** Start of Given entries **

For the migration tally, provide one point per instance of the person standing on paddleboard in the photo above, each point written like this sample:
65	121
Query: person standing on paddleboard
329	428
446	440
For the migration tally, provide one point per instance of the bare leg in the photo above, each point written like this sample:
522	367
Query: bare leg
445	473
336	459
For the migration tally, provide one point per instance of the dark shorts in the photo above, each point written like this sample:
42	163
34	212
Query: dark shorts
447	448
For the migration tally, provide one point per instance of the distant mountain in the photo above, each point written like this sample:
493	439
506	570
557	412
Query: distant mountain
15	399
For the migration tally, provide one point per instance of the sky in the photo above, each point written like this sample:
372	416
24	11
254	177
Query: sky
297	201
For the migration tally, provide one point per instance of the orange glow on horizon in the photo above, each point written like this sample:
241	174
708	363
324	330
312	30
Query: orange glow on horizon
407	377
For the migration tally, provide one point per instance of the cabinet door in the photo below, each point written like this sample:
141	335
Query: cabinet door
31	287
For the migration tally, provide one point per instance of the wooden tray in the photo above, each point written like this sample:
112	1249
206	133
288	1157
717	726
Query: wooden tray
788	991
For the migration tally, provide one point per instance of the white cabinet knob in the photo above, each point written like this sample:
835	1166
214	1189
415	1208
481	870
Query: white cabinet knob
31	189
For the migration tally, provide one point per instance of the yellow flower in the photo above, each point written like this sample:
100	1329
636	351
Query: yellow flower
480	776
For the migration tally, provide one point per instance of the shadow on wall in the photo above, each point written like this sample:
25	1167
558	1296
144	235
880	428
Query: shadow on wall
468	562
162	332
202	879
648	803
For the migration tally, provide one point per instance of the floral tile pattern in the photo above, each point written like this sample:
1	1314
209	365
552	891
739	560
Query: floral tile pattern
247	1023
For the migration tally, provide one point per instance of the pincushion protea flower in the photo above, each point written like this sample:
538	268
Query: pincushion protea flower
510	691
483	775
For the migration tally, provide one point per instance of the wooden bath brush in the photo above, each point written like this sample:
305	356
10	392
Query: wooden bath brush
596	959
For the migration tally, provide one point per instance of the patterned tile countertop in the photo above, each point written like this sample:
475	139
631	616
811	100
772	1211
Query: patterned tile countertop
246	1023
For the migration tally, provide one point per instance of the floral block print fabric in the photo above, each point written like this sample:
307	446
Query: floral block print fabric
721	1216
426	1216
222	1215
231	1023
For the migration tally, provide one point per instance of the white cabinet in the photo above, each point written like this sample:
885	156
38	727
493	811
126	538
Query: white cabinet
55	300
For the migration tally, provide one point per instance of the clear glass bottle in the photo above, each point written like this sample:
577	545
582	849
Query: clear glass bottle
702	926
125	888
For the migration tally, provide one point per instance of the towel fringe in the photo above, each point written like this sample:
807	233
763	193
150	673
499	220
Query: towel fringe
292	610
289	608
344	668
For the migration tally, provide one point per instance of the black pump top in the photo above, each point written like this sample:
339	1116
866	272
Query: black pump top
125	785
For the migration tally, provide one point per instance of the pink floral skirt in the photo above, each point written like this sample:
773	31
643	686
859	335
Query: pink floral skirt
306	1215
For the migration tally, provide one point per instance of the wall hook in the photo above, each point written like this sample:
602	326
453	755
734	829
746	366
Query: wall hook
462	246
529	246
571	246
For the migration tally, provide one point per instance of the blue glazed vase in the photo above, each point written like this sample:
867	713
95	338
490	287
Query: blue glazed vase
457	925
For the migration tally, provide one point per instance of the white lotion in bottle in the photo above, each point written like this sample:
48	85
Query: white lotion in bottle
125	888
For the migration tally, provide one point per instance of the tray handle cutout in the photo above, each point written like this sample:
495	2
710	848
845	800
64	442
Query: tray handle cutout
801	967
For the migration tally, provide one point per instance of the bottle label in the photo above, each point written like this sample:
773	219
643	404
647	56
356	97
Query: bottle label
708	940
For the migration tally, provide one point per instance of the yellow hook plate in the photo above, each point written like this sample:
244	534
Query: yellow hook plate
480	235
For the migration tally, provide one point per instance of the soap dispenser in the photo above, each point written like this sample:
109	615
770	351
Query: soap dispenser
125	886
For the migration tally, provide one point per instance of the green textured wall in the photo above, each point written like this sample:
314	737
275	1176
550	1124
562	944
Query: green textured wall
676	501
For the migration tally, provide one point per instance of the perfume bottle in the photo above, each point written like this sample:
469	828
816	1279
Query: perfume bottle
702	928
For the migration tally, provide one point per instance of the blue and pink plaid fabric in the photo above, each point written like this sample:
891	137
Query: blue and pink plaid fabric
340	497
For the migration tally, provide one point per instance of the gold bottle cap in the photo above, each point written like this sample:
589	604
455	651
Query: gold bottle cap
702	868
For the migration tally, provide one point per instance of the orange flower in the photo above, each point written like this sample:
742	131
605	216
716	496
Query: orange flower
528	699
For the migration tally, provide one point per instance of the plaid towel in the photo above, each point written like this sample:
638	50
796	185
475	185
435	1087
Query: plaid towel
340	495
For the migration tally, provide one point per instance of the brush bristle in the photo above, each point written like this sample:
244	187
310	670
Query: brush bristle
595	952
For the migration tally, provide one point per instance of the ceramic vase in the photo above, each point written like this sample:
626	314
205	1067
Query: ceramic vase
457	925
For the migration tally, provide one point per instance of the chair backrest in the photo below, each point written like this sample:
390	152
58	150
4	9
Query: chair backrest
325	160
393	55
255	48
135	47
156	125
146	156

** End of Given entries **

_Task details_
From the line with "the yellow hook" to the last line of the material, give every line again exactly, and only those lines.

_Answer in full_
For the migration tally, provide one point per instance of the yellow hook plate in the photo above, each point written like this sample:
244	534
Query: yellow hook plate
480	235
For the migration tally, provide one point per instance of the soap dispenser in the photo above, each point written like this sample:
109	615
770	351
Query: soap dispenser
125	886
For the migration tally, provide one point per instance of the green textured wall in the photo above, each point written like this sample:
314	737
275	1176
550	1124
562	944
Query: green textured wall
676	501
For the migration tally, provide one point per instance of the perfume bottle in the photo above, each point written like this sample:
469	828
816	1279
Query: perfume bottle
702	928
For the migration tally, provide one point per instance of the blue and pink plaid fabric in the photo above, each point written like this sample:
891	137
Query: blue and pink plaid fabric
340	497
For the migration tally, provide one point per instance of the gold bottle cap in the photo above, each point written like this sample:
589	604
455	651
Query: gold bottle cap
702	868
For the migration tally, provide one point per instance of the orange flower in the photo above, each point written like this sample:
742	131
605	216
716	496
Query: orange flower
528	699
For the migration tally, provide one point per instance of the plaid towel in the photo above, each point written like this sample:
638	50
796	185
475	185
435	1087
Query: plaid towel
340	495
For the migration tally, provide one point per instance of the brush bristle in the photo above, each point written like this sample:
244	187
310	670
Query: brush bristle
595	952
For the migration tally, provide one point per instance of the ceramic vase in the photo above, each point written like this sample:
626	314
205	1067
Query: ceramic vase
457	925
For the migration tally, provide one point per instance of the chair backrest in the photo below, each point written like this sample:
390	152
58	150
4	9
Query: chair backrest
325	160
393	55
255	48
135	47
156	125
146	156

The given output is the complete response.